■ Saved data entries:

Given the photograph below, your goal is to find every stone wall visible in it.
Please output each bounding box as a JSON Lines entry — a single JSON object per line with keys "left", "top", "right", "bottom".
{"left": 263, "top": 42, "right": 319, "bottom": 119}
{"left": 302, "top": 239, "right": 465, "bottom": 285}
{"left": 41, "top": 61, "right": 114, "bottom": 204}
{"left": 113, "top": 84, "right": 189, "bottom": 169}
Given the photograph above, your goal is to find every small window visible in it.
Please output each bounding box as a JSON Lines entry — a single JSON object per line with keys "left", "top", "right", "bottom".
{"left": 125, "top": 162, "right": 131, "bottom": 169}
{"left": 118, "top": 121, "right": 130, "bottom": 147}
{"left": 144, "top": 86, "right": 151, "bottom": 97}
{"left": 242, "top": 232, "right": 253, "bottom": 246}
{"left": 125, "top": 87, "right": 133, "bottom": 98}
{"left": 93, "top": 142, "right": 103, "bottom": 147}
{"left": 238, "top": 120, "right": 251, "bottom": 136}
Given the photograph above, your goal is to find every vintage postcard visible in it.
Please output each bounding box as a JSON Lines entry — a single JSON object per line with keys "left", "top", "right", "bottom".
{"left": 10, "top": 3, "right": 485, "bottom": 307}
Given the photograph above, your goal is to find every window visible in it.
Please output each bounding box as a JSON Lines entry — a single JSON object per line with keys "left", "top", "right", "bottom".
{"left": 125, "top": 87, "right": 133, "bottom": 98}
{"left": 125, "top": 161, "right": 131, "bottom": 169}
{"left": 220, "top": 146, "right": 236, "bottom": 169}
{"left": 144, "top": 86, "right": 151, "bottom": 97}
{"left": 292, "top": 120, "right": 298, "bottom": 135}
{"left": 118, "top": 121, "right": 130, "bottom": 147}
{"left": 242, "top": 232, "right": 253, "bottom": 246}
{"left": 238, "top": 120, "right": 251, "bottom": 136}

■ Problem statement:
When a line in the data holds the word "above", show that line.

■ Written answer:
Given the photograph above, your goal is to find every small window visible in it.
Given the photograph above, your goal is to find every vintage postcard visible in it.
Given the photograph above, your goal is to find every window visible in it.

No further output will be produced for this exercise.